= Passage given =
----------
15 Interview of Silas Washington Davis, Jr., by Dr. Dan L. Morrill (September 1980).

16 Records of the Mecklenburg County Tax Office. Mecklenburg County Deed Book 3661, Page 123.

17 Road Project 8.2724501, U-609.

18 The Charlotte News (October 7, 1967), Sec. B., p. 1.

 

 

7. A brief architectural description of the property: This report contains an architectural description of the property prepared by Mary Alice Hinson, architectural historian.

8. Documentation of why and in what ways the property meets the criteria set forth in N.C.G.S. 160A-399.4:

 

a. Special significance in terms of its history, architecture, and/or cultural importance: The Commission judges that the property known as the S. W. & C. S. Davis General Store does possess special historic significance in terms of Charlotte-Mecklenburg. The Commission bases its judgment on the fact that the store is the only extant example of a turn-of-the-century general store in rural Mecklenburg which has experienced minimal alterations.

b. Integrity of design, setting, workmanship, materials, feeling and/or association: The Commission judges that the architectural description included herein demonstrates that the property known as the S. W. & C. S. Davis General Store meets this criterion.
----------
= Supplied entries =
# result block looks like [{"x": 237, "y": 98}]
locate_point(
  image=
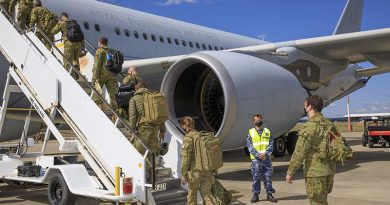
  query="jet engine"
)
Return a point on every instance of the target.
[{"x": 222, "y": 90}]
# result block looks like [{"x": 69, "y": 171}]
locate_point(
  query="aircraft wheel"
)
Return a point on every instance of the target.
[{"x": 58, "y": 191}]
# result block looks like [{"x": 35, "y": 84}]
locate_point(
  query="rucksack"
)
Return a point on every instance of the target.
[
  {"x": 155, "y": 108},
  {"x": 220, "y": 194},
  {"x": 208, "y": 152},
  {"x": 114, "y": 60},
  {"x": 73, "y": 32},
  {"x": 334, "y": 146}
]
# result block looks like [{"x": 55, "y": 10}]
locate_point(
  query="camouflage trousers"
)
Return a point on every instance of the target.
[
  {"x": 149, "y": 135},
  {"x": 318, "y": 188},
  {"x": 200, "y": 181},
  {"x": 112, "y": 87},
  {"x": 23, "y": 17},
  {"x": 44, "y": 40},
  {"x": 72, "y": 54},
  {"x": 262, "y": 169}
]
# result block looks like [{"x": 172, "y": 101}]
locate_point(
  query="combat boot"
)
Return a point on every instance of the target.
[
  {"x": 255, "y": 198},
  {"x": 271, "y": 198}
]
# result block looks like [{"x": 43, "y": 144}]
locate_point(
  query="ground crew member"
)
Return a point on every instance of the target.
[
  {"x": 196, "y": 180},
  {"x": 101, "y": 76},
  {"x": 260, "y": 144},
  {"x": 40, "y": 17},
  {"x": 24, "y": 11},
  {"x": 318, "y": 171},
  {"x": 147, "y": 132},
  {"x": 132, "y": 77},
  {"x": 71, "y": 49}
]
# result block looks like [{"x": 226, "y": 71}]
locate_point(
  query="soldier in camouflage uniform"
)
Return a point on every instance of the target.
----------
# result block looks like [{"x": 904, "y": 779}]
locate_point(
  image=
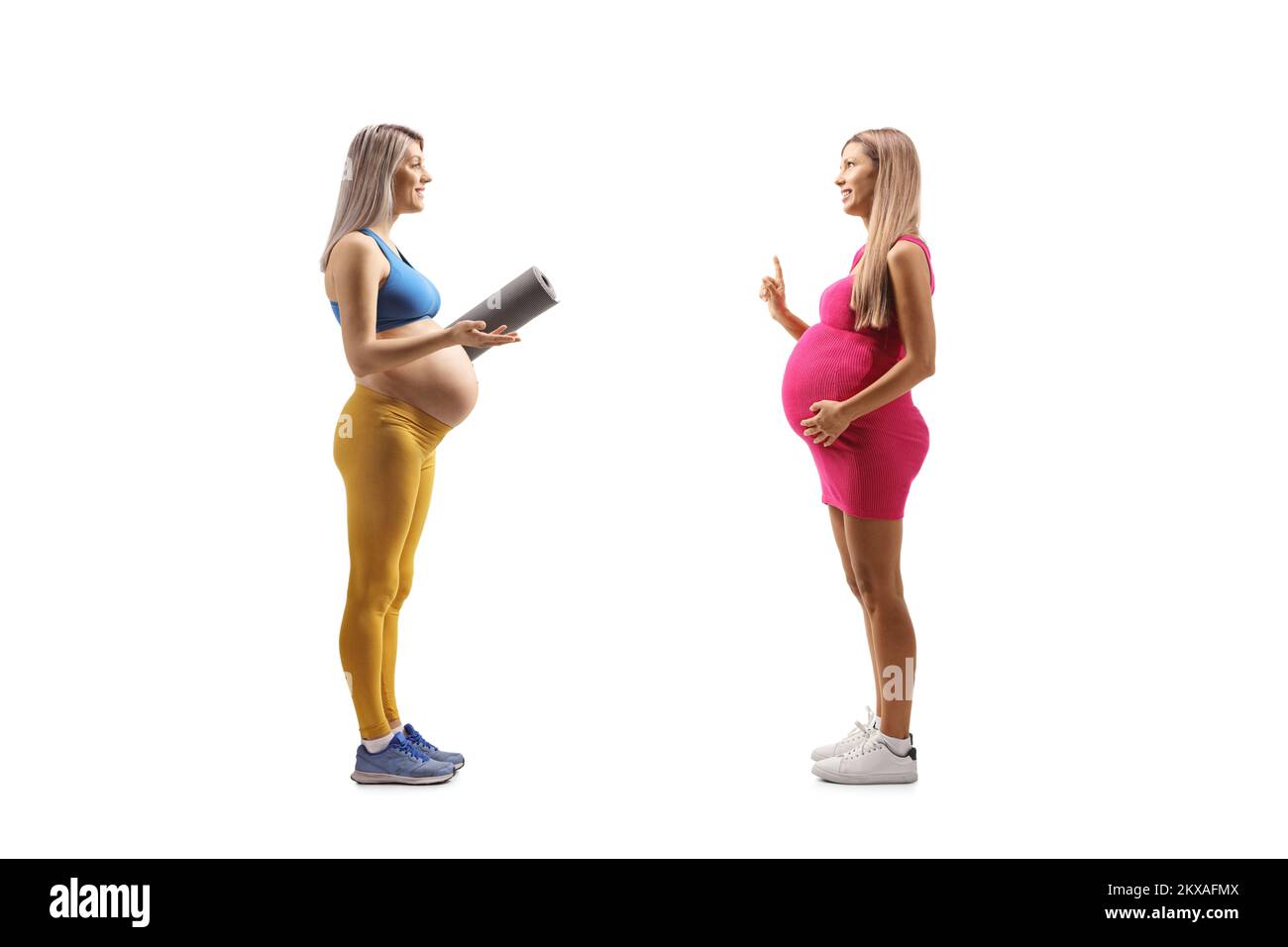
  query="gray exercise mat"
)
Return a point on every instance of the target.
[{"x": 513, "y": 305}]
----------
= Instruction A =
In the report on the S. W. & C. S. Davis General Store, who prepared the architectural description of the property?
= Instruction B =
Take the report on the S. W. & C. S. Davis General Store further, starting right after its last sentence.
The entries play no part in what comes next.

= Task answer A =
Mary Alice Hinson, an architectural historian, prepared it.

= Task answer B =
9. Ad Valorem Tax Appraisal: The Commission is aware that designation would allow the owner to apply annually for an automatic deferral of 50% of the Ad Valorem taxes on all or any portion of the property which becomes "historic property." The current Ad Valorem appraisal on the S. W. & C. S. Davis General Store is $11,225. The building is included in a tract of 217.36 acres. The current Ad Valorem appraisal on the land is $127,370. The most recent property tax bill on the entire property was $1,218.08.

 

 


Bibliography

Dr. Lawrence S. Barden, Dr. James W. Clay, Mr. Owen J. Furuseth, Dr. Dan L. Morrill and Dr. Nelson S. Nunnally, "Socio-Economic Overview Of The Uwharrie National Forest And Environs." (An Environmental Impact Statement prepared for the United States Forest Service).

Mary D. Beaty, Davidson: A History Of the Town from 1835 until 1937 (Briarpatch Press, Davidson, N.C., 1979.

Levi Bronson, ed., North Carolina Business Directory 1896 (Levi Bronson, Office Publisher, Raleigh, N.C., 1896) vol. VIII.

Charlotte News.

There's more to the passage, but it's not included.